### [How to complete this task]
Your task is to gather the lines below that hold the string "target".

[Natural-language object grounding data]
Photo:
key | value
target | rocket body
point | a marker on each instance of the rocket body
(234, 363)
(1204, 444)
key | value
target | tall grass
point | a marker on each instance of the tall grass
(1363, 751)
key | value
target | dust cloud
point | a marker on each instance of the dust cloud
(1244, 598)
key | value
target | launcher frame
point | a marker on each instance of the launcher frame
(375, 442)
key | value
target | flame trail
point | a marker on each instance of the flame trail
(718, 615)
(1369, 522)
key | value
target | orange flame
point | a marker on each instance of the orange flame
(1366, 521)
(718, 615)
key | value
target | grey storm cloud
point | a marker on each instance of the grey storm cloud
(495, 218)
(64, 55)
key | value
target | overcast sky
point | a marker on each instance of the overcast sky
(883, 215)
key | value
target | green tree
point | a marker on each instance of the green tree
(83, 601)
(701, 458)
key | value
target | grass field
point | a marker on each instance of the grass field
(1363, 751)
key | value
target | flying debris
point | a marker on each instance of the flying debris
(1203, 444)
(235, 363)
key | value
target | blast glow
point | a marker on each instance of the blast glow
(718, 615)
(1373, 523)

### [Written solution]
target | rocket body
target | tall grass
target | dust cloud
target | launcher frame
target | flame trail
target | orange flame
target | grey storm cloud
target | overcast sky
target | green tree
target | grass field
target | flying debris
target | blast glow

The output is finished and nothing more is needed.